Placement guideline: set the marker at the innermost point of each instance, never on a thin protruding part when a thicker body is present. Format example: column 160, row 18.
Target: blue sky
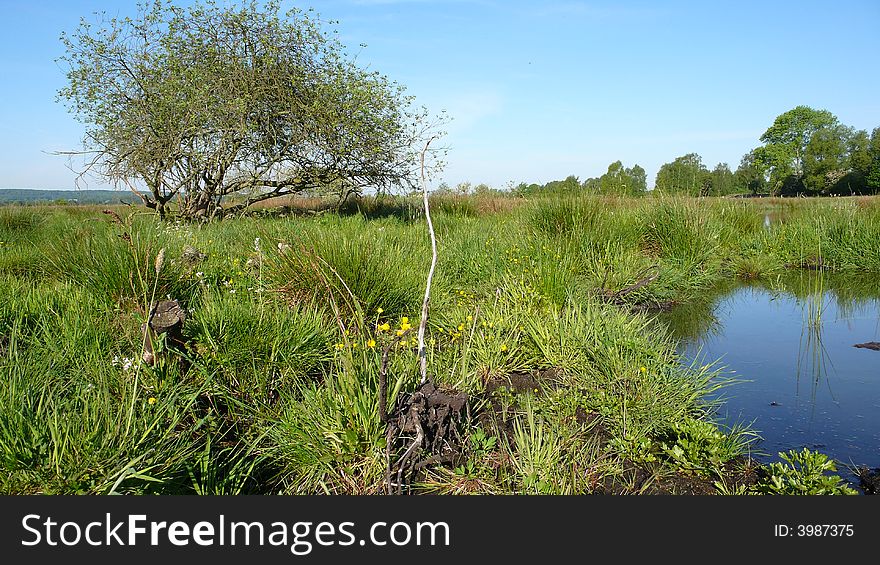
column 537, row 90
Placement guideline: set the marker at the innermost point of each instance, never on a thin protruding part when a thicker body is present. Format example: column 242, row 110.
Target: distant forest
column 34, row 196
column 805, row 152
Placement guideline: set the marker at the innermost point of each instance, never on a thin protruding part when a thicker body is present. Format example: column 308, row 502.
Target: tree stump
column 167, row 317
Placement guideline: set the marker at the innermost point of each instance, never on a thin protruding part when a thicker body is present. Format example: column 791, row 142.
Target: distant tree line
column 805, row 151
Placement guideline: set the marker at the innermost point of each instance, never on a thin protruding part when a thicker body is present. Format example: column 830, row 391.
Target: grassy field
column 537, row 314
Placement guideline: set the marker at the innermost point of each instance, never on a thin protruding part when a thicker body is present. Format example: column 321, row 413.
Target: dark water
column 792, row 343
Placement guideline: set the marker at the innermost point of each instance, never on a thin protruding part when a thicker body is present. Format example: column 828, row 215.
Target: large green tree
column 620, row 180
column 721, row 180
column 684, row 175
column 785, row 146
column 872, row 162
column 751, row 174
column 197, row 103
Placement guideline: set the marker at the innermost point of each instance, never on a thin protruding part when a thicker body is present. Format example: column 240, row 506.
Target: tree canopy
column 684, row 175
column 203, row 102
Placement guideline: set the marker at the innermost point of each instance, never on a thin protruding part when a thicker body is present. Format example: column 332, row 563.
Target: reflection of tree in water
column 815, row 293
column 814, row 360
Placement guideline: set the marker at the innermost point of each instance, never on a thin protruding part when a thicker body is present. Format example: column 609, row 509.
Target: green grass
column 286, row 330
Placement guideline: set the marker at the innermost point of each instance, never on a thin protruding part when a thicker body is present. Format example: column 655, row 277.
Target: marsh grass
column 286, row 333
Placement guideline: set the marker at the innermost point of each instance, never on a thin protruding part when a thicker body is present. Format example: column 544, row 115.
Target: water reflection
column 790, row 342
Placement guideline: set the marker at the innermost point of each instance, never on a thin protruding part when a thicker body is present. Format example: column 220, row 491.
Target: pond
column 790, row 345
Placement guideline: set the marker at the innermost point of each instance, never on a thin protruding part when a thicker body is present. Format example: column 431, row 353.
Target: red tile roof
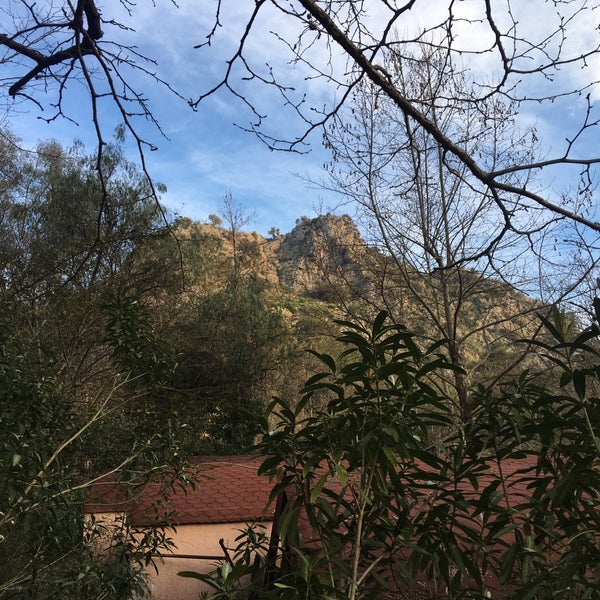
column 225, row 490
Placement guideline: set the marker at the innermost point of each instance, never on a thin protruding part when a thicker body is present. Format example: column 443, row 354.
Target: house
column 227, row 494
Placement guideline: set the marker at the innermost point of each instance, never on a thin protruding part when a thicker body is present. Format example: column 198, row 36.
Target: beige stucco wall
column 198, row 540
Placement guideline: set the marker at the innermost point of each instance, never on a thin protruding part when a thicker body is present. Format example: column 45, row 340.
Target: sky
column 205, row 156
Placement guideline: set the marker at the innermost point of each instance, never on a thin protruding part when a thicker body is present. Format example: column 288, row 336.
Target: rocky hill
column 325, row 260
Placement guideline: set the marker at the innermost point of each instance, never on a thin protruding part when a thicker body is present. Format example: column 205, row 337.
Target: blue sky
column 206, row 155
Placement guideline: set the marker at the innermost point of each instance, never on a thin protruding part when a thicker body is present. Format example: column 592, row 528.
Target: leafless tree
column 531, row 54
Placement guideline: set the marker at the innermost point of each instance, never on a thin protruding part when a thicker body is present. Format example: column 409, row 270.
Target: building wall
column 196, row 540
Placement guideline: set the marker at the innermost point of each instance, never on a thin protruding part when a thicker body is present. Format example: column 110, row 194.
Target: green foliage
column 74, row 370
column 376, row 501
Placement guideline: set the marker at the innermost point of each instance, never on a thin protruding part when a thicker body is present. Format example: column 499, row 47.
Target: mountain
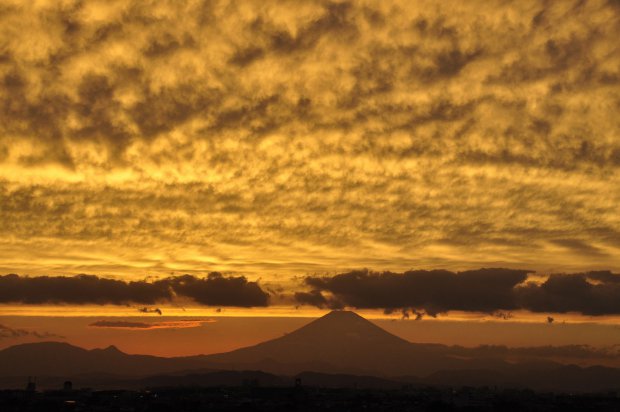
column 344, row 342
column 338, row 349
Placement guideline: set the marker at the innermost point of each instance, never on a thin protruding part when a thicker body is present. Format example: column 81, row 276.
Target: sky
column 412, row 159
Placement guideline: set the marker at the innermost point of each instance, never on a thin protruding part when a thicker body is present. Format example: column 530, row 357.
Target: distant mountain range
column 339, row 349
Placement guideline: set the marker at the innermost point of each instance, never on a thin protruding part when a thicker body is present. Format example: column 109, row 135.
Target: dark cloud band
column 483, row 290
column 215, row 289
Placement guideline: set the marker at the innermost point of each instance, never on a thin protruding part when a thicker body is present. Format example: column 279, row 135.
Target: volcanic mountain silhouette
column 340, row 342
column 344, row 342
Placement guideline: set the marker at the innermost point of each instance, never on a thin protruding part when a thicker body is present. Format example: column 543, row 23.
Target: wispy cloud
column 179, row 324
column 9, row 332
column 493, row 291
column 283, row 138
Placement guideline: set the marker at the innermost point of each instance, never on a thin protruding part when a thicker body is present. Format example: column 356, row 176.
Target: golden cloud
column 287, row 138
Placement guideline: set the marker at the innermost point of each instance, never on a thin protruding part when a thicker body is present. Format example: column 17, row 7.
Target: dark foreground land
column 305, row 399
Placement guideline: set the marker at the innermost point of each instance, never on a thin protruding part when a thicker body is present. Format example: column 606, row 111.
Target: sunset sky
column 227, row 163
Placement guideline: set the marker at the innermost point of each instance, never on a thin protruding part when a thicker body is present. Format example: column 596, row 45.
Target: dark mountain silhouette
column 344, row 342
column 341, row 348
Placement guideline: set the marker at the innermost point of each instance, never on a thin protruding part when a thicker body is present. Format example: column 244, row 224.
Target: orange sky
column 141, row 141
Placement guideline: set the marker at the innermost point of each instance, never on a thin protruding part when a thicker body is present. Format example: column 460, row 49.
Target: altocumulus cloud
column 179, row 324
column 347, row 134
column 215, row 289
column 483, row 290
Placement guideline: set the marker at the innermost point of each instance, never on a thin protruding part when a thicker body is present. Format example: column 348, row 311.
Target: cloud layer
column 493, row 291
column 214, row 290
column 178, row 324
column 282, row 138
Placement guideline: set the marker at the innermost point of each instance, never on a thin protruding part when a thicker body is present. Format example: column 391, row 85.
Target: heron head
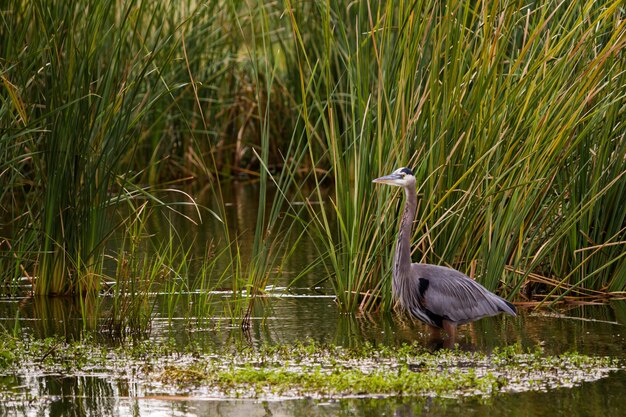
column 402, row 177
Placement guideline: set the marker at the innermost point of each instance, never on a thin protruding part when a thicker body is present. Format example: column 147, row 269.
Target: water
column 302, row 314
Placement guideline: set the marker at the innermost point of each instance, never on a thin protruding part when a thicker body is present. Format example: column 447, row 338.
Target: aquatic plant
column 305, row 369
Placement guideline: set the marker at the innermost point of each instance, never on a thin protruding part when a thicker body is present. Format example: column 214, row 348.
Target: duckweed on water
column 303, row 369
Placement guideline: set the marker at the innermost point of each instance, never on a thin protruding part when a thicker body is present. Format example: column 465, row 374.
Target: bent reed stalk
column 511, row 115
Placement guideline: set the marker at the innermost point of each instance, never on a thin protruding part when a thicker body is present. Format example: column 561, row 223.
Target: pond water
column 286, row 316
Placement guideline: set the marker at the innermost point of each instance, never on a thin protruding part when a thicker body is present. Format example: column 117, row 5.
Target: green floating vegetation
column 305, row 369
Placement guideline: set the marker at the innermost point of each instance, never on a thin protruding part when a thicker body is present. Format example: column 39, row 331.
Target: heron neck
column 402, row 257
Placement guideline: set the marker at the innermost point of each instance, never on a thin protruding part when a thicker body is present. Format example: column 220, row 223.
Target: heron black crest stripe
column 423, row 286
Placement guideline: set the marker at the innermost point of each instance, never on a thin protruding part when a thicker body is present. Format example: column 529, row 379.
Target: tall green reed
column 501, row 109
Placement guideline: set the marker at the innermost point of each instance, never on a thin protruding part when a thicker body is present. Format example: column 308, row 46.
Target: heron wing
column 454, row 296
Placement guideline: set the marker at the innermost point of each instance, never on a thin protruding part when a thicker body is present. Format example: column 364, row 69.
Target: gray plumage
column 439, row 296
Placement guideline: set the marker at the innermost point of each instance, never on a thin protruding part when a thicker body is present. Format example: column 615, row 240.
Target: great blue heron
column 438, row 296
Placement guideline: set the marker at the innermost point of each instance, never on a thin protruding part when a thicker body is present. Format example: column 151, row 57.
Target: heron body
column 436, row 295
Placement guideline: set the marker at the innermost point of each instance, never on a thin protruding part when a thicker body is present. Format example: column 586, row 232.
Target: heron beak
column 388, row 179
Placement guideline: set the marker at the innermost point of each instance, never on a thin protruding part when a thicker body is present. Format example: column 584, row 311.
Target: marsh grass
column 511, row 115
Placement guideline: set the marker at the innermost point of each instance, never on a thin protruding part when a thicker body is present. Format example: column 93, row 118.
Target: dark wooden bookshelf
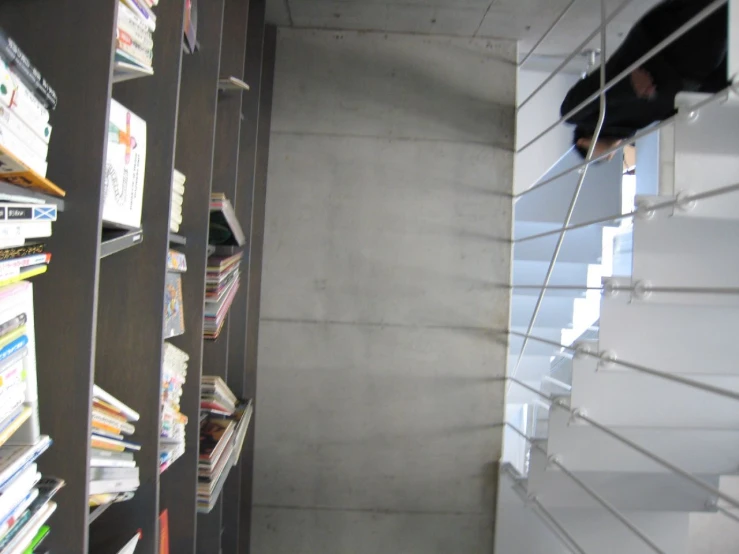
column 100, row 308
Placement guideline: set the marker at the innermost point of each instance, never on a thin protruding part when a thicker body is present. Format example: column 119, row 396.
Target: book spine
column 12, row 399
column 39, row 145
column 11, row 377
column 9, row 519
column 26, row 273
column 114, row 473
column 113, row 401
column 17, row 148
column 111, row 462
column 26, row 71
column 132, row 24
column 26, row 229
column 12, row 253
column 18, row 488
column 125, row 44
column 143, row 11
column 112, row 426
column 13, row 267
column 15, row 212
column 11, row 429
column 112, row 485
column 13, row 347
column 20, row 99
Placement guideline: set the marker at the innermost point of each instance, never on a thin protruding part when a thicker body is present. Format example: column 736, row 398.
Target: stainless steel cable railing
column 612, row 287
column 581, row 181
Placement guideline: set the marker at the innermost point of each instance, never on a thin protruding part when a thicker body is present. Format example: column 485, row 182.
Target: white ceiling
column 523, row 20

----------

Exercise details — Format the lines from the first one through the line containing "column 537, row 90", both included, as a Markdown table with the columns Row and Line, and drop any blank lines. Leave the pictures out.

Answer to the problem —
| Row | Line |
|---|---|
| 1 | Placement guideline: set the marker at the innermost point of each instance, never on a thin protruding part when a thicker body is present. Format example: column 160, row 18. |
| 2 | Target: blue sky |
| 3 | column 537, row 90 |